#### Objective:
Collect and copy every line of the data below that contains the word "foliage".

#### Material supplied:
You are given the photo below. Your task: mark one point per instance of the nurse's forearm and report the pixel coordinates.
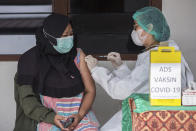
(86, 103)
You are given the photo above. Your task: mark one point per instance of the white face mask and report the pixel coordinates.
(136, 37)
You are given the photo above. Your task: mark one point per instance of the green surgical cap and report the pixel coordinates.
(153, 21)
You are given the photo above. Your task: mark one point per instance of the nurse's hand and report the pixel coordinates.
(57, 122)
(91, 62)
(115, 58)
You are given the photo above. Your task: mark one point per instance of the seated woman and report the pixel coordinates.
(58, 73)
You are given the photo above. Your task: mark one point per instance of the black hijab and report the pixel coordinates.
(49, 72)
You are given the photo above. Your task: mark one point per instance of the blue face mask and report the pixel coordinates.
(64, 44)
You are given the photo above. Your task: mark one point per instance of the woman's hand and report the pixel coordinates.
(77, 119)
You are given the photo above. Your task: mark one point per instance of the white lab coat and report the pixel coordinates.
(122, 82)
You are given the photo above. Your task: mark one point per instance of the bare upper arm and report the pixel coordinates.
(85, 73)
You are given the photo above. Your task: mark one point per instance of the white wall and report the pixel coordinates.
(181, 17)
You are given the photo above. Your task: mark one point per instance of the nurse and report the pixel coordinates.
(150, 29)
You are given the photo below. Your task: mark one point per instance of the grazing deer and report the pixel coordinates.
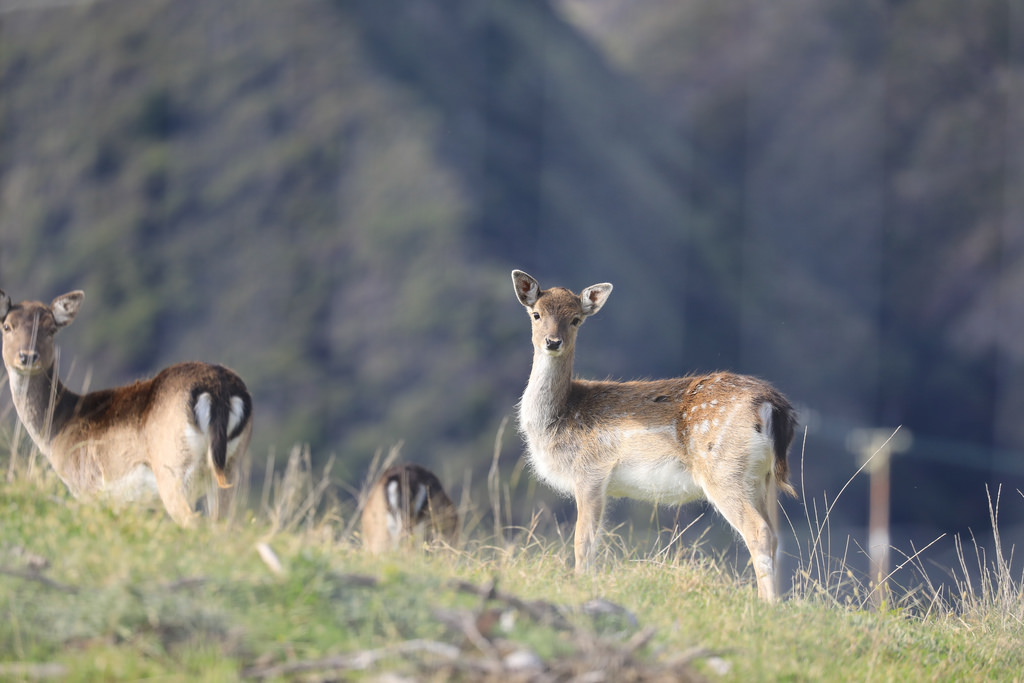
(167, 435)
(720, 436)
(406, 501)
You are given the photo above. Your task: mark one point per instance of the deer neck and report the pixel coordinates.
(547, 392)
(41, 402)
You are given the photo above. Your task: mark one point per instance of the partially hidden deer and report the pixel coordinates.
(406, 502)
(720, 436)
(171, 436)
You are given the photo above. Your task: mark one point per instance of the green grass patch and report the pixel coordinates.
(89, 593)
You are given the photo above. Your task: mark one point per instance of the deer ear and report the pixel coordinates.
(66, 306)
(594, 297)
(526, 288)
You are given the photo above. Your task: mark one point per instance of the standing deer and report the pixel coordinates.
(171, 435)
(406, 501)
(721, 437)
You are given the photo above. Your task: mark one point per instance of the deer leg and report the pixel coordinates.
(172, 493)
(590, 515)
(755, 526)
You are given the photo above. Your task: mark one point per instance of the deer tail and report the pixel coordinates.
(780, 424)
(222, 419)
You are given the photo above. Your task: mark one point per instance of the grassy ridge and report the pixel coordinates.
(87, 593)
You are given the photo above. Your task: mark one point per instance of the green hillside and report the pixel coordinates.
(329, 196)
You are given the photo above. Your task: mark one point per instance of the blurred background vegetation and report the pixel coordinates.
(329, 196)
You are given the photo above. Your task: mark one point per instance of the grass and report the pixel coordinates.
(283, 592)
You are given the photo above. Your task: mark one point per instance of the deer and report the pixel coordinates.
(404, 502)
(171, 436)
(718, 436)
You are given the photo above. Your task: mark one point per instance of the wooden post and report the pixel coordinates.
(876, 447)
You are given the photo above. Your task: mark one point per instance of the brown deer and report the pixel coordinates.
(720, 436)
(169, 436)
(404, 502)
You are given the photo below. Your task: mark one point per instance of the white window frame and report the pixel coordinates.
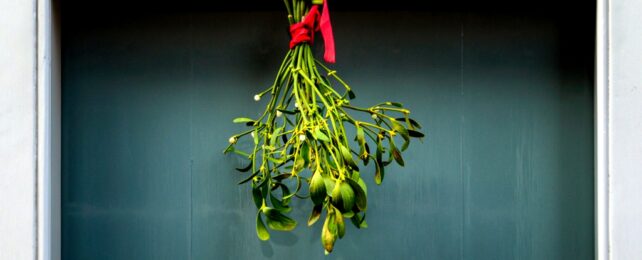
(47, 226)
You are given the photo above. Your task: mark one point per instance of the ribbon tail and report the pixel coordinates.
(326, 31)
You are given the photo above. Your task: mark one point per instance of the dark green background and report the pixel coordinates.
(506, 170)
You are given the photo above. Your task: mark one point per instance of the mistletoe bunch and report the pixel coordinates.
(301, 139)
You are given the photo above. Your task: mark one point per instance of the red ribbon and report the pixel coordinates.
(314, 21)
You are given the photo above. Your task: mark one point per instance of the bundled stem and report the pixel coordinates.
(304, 127)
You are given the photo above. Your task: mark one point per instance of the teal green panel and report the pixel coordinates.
(506, 170)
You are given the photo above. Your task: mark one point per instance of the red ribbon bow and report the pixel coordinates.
(304, 31)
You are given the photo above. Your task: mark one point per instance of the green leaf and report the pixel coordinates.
(415, 134)
(343, 197)
(329, 185)
(359, 221)
(351, 94)
(305, 154)
(396, 104)
(315, 215)
(284, 111)
(341, 226)
(412, 122)
(379, 172)
(279, 205)
(261, 231)
(395, 153)
(329, 232)
(256, 137)
(249, 178)
(321, 136)
(317, 189)
(347, 157)
(361, 200)
(399, 128)
(246, 168)
(278, 221)
(239, 120)
(257, 196)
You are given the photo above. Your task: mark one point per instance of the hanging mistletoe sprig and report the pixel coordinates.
(303, 127)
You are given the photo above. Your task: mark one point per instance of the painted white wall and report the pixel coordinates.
(17, 129)
(626, 129)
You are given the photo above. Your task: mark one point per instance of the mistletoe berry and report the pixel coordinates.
(301, 137)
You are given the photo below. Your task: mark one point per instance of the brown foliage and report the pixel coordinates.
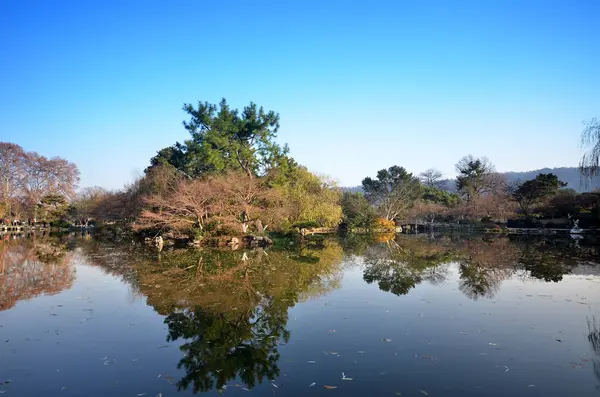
(27, 177)
(182, 208)
(231, 201)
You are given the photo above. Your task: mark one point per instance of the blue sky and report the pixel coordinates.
(359, 85)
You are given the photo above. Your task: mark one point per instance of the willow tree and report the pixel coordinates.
(590, 139)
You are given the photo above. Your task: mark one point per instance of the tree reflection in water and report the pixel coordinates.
(231, 307)
(484, 262)
(594, 340)
(33, 266)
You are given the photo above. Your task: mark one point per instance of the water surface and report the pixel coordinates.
(414, 316)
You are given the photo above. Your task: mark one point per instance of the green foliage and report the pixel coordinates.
(393, 192)
(357, 211)
(305, 224)
(225, 139)
(438, 196)
(536, 191)
(312, 199)
(475, 177)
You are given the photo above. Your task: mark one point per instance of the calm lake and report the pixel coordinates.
(410, 316)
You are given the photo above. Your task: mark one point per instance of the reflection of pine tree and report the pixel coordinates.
(220, 347)
(399, 267)
(477, 281)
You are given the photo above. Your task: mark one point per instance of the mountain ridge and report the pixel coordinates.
(569, 175)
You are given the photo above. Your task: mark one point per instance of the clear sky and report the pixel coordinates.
(359, 85)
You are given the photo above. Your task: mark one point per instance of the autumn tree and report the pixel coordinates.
(357, 211)
(12, 159)
(247, 201)
(185, 208)
(431, 178)
(535, 191)
(45, 176)
(428, 211)
(28, 176)
(393, 192)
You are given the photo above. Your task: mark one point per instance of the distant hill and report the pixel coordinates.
(570, 175)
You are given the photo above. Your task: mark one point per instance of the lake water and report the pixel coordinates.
(414, 316)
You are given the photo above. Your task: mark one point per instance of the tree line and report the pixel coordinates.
(34, 187)
(231, 176)
(483, 195)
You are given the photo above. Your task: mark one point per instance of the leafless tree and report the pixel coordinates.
(590, 139)
(431, 178)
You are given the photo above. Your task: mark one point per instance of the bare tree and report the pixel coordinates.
(184, 208)
(12, 159)
(590, 139)
(476, 176)
(27, 177)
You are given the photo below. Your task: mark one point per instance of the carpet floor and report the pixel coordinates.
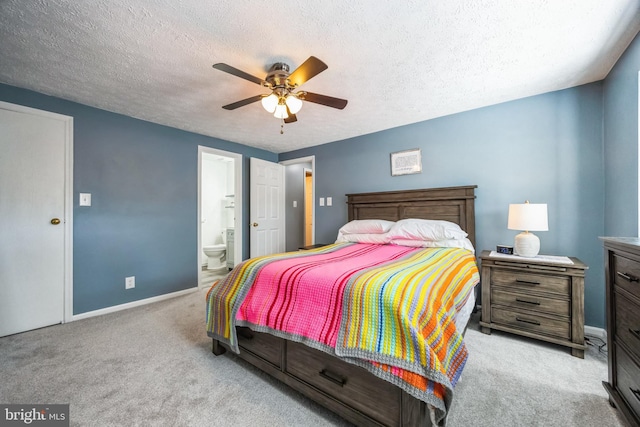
(153, 366)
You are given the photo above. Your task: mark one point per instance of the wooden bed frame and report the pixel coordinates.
(348, 390)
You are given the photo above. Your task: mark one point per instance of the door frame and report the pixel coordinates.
(312, 160)
(67, 121)
(238, 165)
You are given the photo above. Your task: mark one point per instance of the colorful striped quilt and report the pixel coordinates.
(387, 308)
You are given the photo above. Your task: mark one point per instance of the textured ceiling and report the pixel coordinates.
(396, 62)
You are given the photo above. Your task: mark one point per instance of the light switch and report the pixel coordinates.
(85, 199)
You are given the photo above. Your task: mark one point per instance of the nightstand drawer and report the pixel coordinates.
(627, 379)
(560, 307)
(526, 281)
(627, 323)
(539, 323)
(627, 274)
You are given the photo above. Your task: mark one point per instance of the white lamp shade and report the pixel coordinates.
(528, 217)
(281, 111)
(270, 102)
(294, 103)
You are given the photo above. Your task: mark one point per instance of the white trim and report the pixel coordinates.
(308, 159)
(595, 332)
(133, 304)
(237, 224)
(67, 314)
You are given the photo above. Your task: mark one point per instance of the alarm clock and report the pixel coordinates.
(503, 249)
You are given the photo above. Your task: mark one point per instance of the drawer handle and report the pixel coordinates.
(528, 302)
(246, 334)
(527, 282)
(334, 378)
(533, 322)
(628, 277)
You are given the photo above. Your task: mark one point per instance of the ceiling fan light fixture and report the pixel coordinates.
(294, 103)
(281, 111)
(270, 102)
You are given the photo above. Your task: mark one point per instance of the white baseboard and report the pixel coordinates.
(132, 304)
(595, 332)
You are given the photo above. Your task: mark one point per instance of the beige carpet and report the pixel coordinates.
(153, 365)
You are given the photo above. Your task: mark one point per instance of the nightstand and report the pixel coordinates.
(534, 298)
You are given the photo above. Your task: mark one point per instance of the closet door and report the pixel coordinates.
(32, 219)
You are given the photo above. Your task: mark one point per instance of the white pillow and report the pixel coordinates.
(426, 229)
(448, 243)
(378, 239)
(366, 226)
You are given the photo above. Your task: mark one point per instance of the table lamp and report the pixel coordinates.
(527, 217)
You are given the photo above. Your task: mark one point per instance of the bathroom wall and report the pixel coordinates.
(217, 184)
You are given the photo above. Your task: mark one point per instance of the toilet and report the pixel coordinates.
(215, 255)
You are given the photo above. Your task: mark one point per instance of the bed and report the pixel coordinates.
(351, 380)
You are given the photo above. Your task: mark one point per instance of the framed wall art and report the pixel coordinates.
(406, 162)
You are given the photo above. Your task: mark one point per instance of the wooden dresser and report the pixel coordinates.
(534, 298)
(622, 274)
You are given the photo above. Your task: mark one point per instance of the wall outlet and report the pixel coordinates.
(130, 282)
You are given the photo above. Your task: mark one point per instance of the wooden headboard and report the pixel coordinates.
(455, 204)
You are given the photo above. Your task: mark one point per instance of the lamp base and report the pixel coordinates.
(527, 244)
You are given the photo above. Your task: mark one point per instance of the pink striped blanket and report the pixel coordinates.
(387, 308)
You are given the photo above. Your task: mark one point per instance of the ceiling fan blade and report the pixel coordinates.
(329, 101)
(239, 73)
(309, 68)
(242, 103)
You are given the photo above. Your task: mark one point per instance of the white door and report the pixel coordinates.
(32, 218)
(267, 208)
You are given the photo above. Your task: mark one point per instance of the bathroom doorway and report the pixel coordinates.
(219, 213)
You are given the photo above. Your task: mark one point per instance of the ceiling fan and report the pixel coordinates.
(284, 101)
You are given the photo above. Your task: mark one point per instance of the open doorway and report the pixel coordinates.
(299, 202)
(219, 213)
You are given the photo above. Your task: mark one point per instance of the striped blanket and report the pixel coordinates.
(387, 308)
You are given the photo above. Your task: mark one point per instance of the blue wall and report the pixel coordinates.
(621, 144)
(546, 148)
(143, 218)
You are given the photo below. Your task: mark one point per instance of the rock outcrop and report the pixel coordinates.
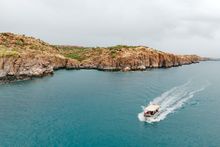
(24, 57)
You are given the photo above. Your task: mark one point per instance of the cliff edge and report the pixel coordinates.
(23, 57)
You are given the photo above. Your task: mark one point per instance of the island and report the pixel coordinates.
(23, 57)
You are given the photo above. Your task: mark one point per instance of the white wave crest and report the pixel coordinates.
(171, 100)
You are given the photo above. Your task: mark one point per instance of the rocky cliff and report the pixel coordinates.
(23, 57)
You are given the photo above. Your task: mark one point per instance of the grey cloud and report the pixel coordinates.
(174, 26)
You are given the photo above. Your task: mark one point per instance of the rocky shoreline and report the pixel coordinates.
(34, 58)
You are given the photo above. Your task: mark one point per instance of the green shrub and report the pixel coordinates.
(75, 56)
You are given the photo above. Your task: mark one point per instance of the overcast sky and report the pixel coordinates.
(177, 26)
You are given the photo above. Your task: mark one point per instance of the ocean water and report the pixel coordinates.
(93, 108)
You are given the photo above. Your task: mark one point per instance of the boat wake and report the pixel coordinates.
(172, 100)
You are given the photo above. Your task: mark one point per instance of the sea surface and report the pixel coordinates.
(86, 108)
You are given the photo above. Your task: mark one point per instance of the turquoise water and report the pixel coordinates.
(94, 108)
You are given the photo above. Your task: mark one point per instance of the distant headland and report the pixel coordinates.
(23, 57)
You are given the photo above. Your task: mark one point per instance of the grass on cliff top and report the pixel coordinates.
(5, 52)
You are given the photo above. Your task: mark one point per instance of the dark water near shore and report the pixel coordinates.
(93, 108)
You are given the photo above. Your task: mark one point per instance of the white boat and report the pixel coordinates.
(151, 110)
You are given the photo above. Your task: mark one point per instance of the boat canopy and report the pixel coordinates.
(152, 107)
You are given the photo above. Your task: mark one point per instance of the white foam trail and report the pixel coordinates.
(171, 100)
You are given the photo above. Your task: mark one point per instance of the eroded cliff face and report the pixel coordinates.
(24, 57)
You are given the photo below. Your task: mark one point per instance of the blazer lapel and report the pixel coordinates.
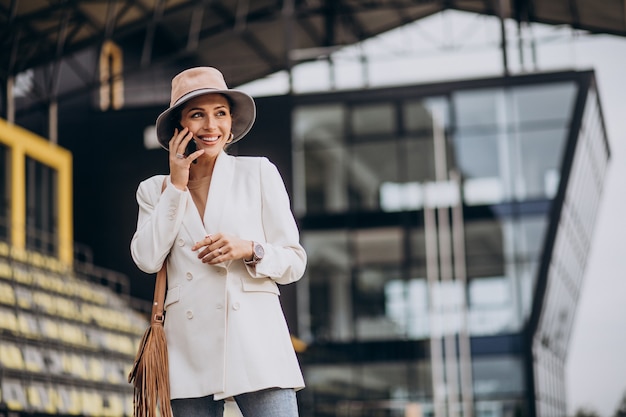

#### Task answer:
You are given the photo below. Your task: mark one point per instance of the brown foliage and report the pixel coordinates.
You are given the photo above. Your task: mark one point per instance of the green foliage and report the pixel coordinates.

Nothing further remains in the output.